### What is needed
Starting at the first line, copy the data below through to the end, exactly.

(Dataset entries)
┌────────

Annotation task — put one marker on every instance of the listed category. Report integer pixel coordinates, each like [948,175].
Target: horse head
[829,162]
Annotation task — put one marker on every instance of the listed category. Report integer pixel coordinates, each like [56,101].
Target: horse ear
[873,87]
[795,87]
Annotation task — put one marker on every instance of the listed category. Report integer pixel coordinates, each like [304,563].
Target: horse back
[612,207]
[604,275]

└────────

### Written answer
Annotation task — put one marker on every instance of the listed category. Report integer pixel coordinates, each like [948,175].
Target: horse head
[829,162]
Annotation task — put one marker on every instance of the listed category. Report integer pixel coordinates, each like [56,101].
Target: horse ear
[873,87]
[795,87]
Annotation task — put one marker on every instance of the listed category. Report integer pixel coordinates, each like [304,563].
Target: horse back
[612,207]
[604,275]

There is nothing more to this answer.